RECORDS FOR THE TASK —
- - - -

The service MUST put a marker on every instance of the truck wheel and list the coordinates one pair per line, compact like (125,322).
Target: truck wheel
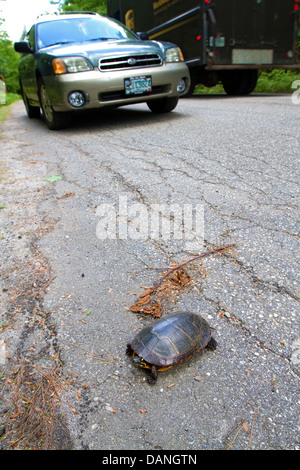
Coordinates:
(239,82)
(163,105)
(32,111)
(252,81)
(53,119)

- - - -

STATED TASK —
Convert all of the material above into a two-column CSV headed input and output, with one row for each text and its answer. Put each text in input and its answer in output, each as one quoted field with line breaks replaced by spaces, and leave out the pictures.

REPLY —
input,output
"The service MUST put a marker on every instance of the truck wheel and list the coordinates one pair per line, compact like (125,322). Target: truck wheel Coordinates:","(239,82) (163,105) (32,111) (252,81) (53,119)"